Object location annotation data
## Start

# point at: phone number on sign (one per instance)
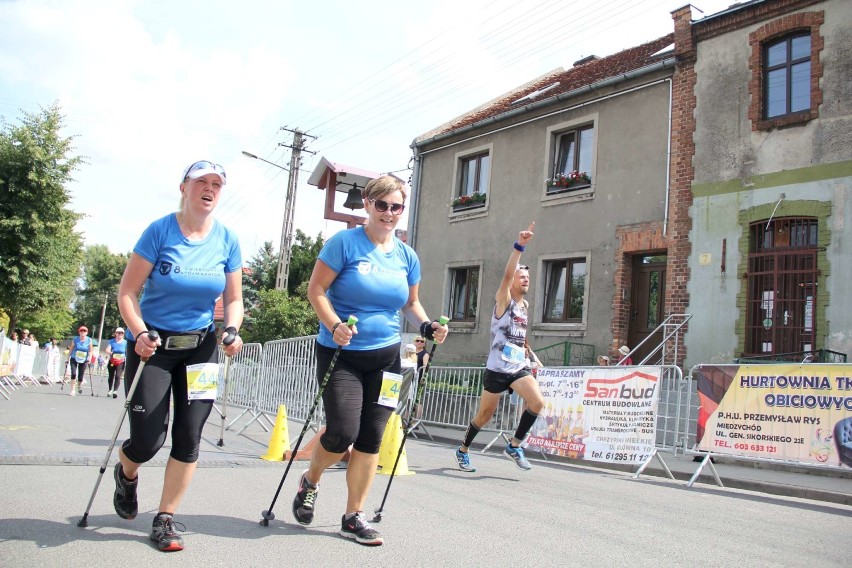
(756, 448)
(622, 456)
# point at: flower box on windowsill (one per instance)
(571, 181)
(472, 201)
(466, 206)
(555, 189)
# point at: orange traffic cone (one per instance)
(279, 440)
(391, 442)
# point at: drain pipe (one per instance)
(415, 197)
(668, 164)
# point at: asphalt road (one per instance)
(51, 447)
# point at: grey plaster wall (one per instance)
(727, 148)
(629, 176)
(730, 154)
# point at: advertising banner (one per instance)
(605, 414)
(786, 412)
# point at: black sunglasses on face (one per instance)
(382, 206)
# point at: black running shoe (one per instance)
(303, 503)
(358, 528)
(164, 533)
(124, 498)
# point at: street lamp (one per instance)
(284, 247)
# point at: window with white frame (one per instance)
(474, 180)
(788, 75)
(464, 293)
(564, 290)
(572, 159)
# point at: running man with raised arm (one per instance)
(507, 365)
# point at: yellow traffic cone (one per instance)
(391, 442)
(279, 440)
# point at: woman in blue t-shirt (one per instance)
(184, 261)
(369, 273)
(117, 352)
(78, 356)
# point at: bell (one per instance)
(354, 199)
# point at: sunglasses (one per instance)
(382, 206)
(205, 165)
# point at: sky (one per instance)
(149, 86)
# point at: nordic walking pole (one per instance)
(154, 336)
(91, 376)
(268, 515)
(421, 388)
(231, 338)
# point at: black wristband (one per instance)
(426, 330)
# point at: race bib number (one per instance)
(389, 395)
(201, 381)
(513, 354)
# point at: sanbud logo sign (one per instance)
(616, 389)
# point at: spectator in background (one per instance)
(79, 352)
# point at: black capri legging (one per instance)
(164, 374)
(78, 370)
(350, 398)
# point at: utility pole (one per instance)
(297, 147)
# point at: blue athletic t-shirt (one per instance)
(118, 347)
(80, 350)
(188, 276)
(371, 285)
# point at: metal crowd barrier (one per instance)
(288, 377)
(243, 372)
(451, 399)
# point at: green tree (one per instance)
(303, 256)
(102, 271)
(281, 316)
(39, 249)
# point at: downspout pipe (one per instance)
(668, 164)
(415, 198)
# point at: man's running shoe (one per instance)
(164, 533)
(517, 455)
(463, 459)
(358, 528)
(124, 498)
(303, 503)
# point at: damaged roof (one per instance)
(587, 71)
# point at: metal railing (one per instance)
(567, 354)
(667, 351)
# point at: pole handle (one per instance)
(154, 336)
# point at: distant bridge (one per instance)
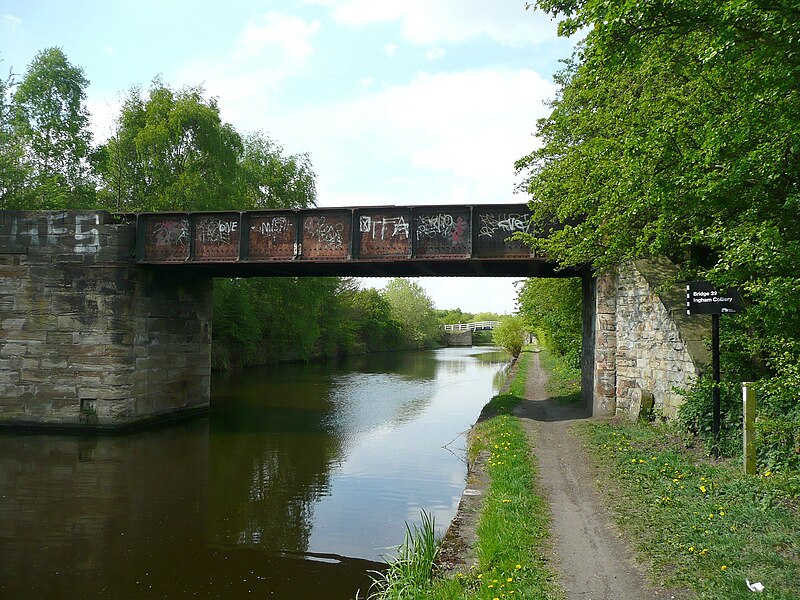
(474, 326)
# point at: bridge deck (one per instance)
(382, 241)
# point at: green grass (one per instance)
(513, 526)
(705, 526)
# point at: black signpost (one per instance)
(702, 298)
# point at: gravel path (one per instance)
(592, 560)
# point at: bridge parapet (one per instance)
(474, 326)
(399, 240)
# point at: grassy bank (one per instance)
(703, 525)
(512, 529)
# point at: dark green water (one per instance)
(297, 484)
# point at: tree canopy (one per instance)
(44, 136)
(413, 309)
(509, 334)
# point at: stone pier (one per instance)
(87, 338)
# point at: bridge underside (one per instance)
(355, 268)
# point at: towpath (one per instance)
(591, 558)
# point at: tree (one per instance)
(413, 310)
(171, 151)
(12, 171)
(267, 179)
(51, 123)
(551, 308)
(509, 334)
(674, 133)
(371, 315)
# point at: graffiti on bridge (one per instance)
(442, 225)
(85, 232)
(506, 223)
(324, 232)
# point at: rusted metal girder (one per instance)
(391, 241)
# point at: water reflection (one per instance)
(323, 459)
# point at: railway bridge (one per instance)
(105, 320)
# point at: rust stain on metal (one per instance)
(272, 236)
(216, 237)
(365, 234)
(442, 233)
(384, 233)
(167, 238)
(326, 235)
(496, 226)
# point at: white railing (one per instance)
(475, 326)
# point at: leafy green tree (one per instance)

## End

Problem statement:
Output verbatim the rows beginning with the line that contains "# point at: rust stain" and continuing through the final line of the rows, both ends included.

Answer in full:
# point at: rust stain on metal (one per instance)
(272, 236)
(216, 237)
(365, 234)
(442, 233)
(384, 233)
(167, 238)
(326, 235)
(496, 226)
# point at: white railing (one per instance)
(475, 326)
# point at: leafy green tree (one per instance)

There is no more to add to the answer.